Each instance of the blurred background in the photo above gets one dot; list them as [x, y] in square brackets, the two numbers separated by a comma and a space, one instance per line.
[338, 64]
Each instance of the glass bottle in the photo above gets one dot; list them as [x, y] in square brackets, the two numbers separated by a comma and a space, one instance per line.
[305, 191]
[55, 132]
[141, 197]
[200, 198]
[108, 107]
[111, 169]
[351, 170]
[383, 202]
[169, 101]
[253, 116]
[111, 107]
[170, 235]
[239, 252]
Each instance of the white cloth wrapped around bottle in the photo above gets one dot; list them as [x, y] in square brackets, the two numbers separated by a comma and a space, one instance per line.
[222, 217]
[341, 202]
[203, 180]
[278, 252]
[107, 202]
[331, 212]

==============================

→ **PROBLEM REQUIREMENTS**:
Copy all of the rows above word for word, with every line unchanged.

→ **SOLVED PROBLEM**:
Each instance of the blurred background in the photo above gets one dot; list them as [x, y] in square brackets, the two numbers separated by a comma and a space, one instance per line.
[338, 64]
Each instance of the glass bottle in the photo above gets one dot; list them as [x, y] in square brackets, the two numbers separated by a comma and a space, one instance per line.
[305, 191]
[55, 132]
[141, 197]
[200, 198]
[108, 107]
[111, 169]
[351, 170]
[383, 202]
[169, 101]
[253, 116]
[111, 107]
[170, 235]
[239, 252]
Each instance of the white cloth wrapped around bottle in the photo above gets one dot; list them as [x, y] in square brackets, the two numbers separated by a comma and a space, one instance per line.
[222, 217]
[341, 202]
[203, 180]
[278, 252]
[107, 202]
[331, 212]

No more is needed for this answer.